**Exercise requirements:**
1. Using the abstract on UAE university students, decide whether each statement agrees with it: (a) The questionnaire was delivered to students of the United Arab Emirates University. (b) Most of the participants were male. (c) The first part of the questionnaire used a 20-item instrument. Answer yes or no for each, quoting the deciding words.
2. Resume the abstract on UAE university students, starting right after its final sentence.

*** Opening of Passage ***

BACKGROUND: The COVID-19 outbreak started in December 31, 2019, and was officially declared a public health emergency of international concern by the world health organization on the January 30, 2020. The outbreak and the safety measures taken to control it, caused many global psychological issues like depression, anxiety, and stress.

OBJECTIVE: The objectives of this study are: (i) to assess the psychological effect that the lockdown caused by the COVID-19 outbreak had on university students in the United Arab Emirates (UAE); and (ii) to investigate their awareness of mobile mental care applications (apps), and their attitudes towards the use of such apps.

METHODS: A self-administered online questionnaire, constructed of two parts, was delivered to students of the United Arab Emirates University. The first part of the questionnaire assessed the mental state of the participants using the 12 item General Health Questionnaire (GHQ-12), while the second part contained questions investigating the participants’ awareness and attitudes towards mental care apps. Students were invited to fill out the online questionnaire via social media and mailing lists.

RESULTS: A total of 154 students participated in the survey, with the majority being females. Results of the GHQ-12 analysis showed that the students were experiencing psychological issues related to depression and anxiety, as well as social dysfunction. Results also revealed a lack of awareness of mental care apps, and uncertainty to use such apps. Third of the participants (28.6% (44/154)) suggested a list of preferred functionalities and characteristics, which they would like to find in mobile mental care apps, such as: affordable price, simple design, ease of use, online therapy, communication with others experiencing same issues, and tracking mental status.

*** Close of Passage ***
*** Opening of The data ***

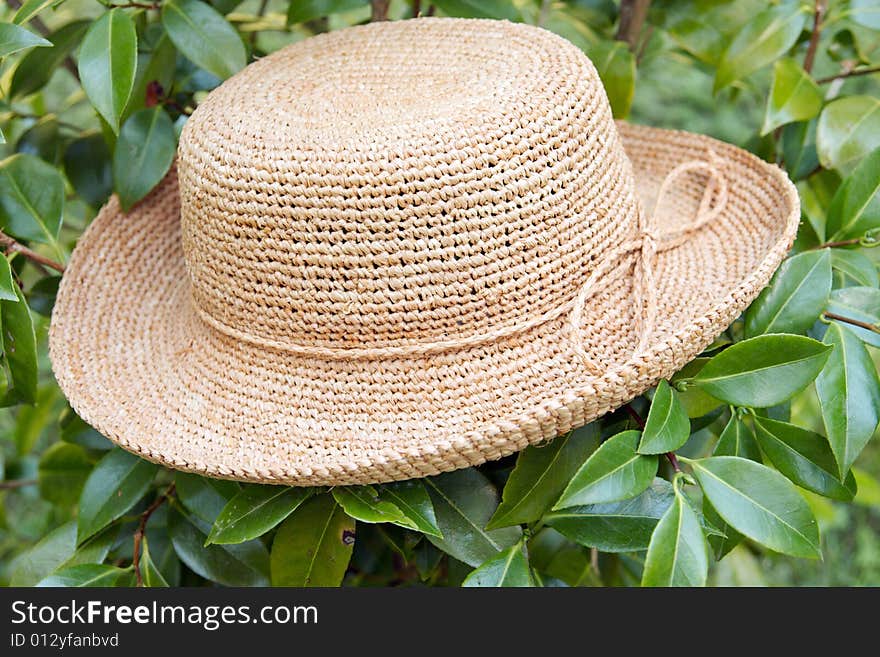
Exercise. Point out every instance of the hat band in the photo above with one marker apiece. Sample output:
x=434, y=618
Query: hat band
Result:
x=648, y=244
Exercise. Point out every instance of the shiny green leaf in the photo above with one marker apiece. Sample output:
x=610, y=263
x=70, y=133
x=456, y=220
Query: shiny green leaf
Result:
x=759, y=503
x=763, y=371
x=804, y=457
x=85, y=575
x=107, y=64
x=118, y=482
x=254, y=510
x=314, y=545
x=613, y=472
x=14, y=39
x=540, y=476
x=144, y=153
x=793, y=96
x=667, y=427
x=412, y=500
x=204, y=37
x=624, y=526
x=616, y=65
x=31, y=199
x=849, y=396
x=242, y=564
x=763, y=40
x=796, y=296
x=848, y=130
x=508, y=569
x=677, y=554
x=464, y=501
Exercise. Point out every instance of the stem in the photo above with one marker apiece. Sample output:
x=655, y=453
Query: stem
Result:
x=632, y=18
x=15, y=246
x=849, y=320
x=831, y=245
x=17, y=483
x=379, y=10
x=139, y=533
x=818, y=14
x=849, y=74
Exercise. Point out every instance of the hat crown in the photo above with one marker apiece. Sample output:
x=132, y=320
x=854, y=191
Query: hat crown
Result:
x=401, y=183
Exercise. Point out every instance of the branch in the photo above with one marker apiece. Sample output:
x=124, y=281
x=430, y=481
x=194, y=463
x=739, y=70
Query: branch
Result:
x=15, y=246
x=139, y=533
x=632, y=18
x=849, y=74
x=17, y=483
x=854, y=322
x=818, y=14
x=379, y=10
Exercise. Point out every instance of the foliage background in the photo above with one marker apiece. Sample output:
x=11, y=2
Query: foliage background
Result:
x=795, y=82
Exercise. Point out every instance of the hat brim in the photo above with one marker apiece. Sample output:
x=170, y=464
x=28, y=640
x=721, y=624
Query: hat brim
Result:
x=138, y=364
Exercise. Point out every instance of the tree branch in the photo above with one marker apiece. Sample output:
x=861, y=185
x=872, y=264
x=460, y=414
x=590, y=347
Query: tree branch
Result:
x=632, y=17
x=139, y=533
x=849, y=74
x=379, y=10
x=14, y=246
x=818, y=15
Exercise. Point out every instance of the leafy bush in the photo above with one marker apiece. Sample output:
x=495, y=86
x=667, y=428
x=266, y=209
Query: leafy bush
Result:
x=736, y=455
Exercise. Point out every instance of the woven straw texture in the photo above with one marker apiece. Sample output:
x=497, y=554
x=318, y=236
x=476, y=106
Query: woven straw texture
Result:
x=364, y=266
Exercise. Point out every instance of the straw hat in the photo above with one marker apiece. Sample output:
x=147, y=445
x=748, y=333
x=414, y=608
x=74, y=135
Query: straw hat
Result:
x=405, y=248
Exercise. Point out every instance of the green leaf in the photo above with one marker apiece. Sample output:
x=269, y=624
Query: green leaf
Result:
x=144, y=153
x=540, y=476
x=616, y=65
x=62, y=473
x=677, y=554
x=762, y=40
x=37, y=66
x=117, y=483
x=29, y=9
x=865, y=12
x=243, y=564
x=804, y=457
x=254, y=511
x=31, y=199
x=793, y=96
x=20, y=347
x=89, y=575
x=738, y=439
x=848, y=130
x=613, y=472
x=313, y=546
x=795, y=298
x=204, y=37
x=307, y=10
x=667, y=427
x=107, y=64
x=363, y=503
x=151, y=575
x=500, y=9
x=14, y=39
x=464, y=501
x=624, y=526
x=58, y=550
x=8, y=287
x=849, y=396
x=763, y=371
x=759, y=503
x=412, y=500
x=856, y=266
x=204, y=497
x=855, y=209
x=508, y=569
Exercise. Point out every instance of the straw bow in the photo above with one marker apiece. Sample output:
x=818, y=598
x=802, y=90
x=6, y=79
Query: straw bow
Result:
x=651, y=241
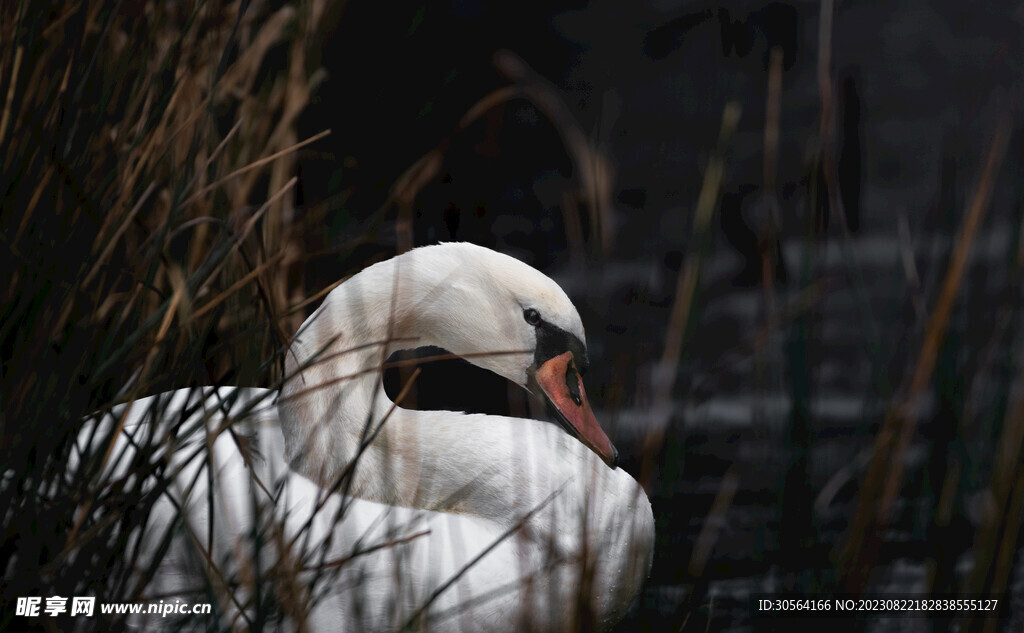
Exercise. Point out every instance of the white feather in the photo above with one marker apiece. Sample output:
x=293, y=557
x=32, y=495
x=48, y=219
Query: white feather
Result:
x=473, y=522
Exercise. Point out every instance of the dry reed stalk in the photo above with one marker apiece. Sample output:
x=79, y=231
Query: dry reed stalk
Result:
x=885, y=474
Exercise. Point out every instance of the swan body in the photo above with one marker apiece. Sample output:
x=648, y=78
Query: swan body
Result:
x=397, y=519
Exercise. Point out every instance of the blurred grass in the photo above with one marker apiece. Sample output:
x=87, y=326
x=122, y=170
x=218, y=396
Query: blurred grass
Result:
x=152, y=241
x=147, y=160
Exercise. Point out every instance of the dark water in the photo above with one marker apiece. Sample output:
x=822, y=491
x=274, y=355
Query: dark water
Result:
x=786, y=412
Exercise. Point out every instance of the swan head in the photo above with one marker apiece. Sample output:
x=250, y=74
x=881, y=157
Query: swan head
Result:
x=486, y=307
x=504, y=315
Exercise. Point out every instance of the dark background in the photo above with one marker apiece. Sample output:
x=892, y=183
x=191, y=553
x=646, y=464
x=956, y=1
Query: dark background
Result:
x=578, y=137
x=774, y=409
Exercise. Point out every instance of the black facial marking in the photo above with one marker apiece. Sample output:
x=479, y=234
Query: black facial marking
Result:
x=572, y=382
x=552, y=341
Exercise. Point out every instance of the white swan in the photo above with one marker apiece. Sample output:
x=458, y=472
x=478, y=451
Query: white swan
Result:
x=391, y=518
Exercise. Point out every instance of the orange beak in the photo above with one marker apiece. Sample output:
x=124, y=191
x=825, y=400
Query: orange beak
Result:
x=562, y=385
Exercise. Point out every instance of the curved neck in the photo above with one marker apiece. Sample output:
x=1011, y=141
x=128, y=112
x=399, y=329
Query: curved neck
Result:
x=338, y=421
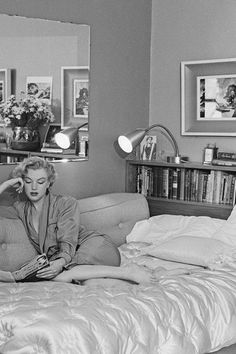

*** Close of The data ***

**Exercise answers:**
1.
(a) Yes: "was delivered to students of the United Arab Emirates University"
(b) No: "with the majority being females"
(c) No: "using the 12 item General Health Questionnaire (GHQ-12)"

2.
CONCLUSIONS: Like many groups of people around the world, university students in the United Arab Emirates were also psychologically affected by the lockdown due to the COVID-19 outbreak. Even though apps could be useful tools for mental care delivery, especially in circumstances like the ones produced by the outbreak, students showed a lack of awareness and mixed attitudes towards them. Improving digital health literacy of university student in the UAE by increasing their awareness of mental care apps and their treatment methods and benefits, as well as involving them in the co-creation process of such apps might encourage students to use them for their mental care.